EXERCISE AIM.
If a record contains a picture, leave the picture out and reproduce everything else exactly.

--- START ---

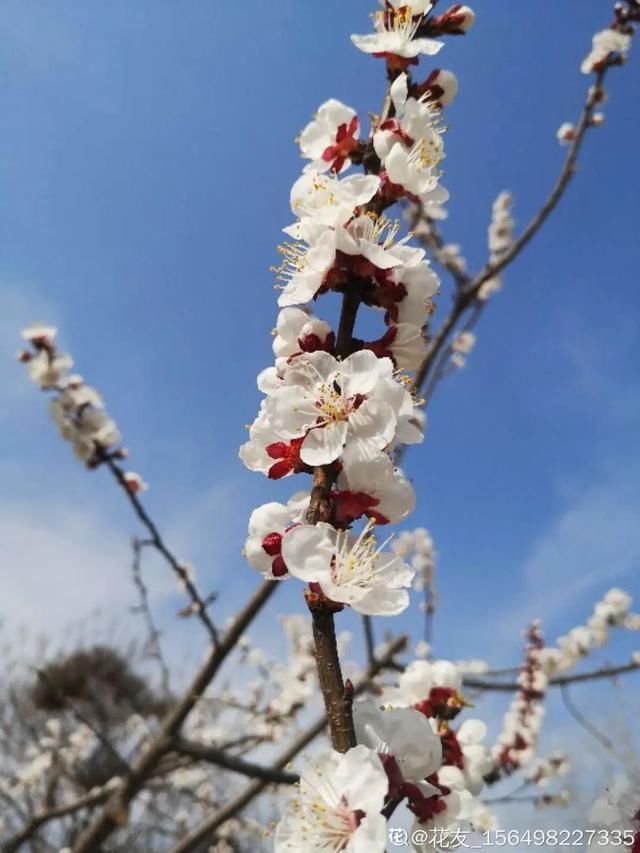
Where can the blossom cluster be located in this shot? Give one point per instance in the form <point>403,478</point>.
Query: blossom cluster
<point>612,611</point>
<point>619,808</point>
<point>336,406</point>
<point>408,752</point>
<point>609,47</point>
<point>77,409</point>
<point>522,722</point>
<point>500,238</point>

--- END ---

TASK OUTPUT.
Where can the blossom cluster be located in this shot? Give one point per instance in the form <point>403,478</point>.
Query: blossom cluster
<point>612,611</point>
<point>619,808</point>
<point>336,406</point>
<point>408,752</point>
<point>609,47</point>
<point>77,409</point>
<point>522,722</point>
<point>500,238</point>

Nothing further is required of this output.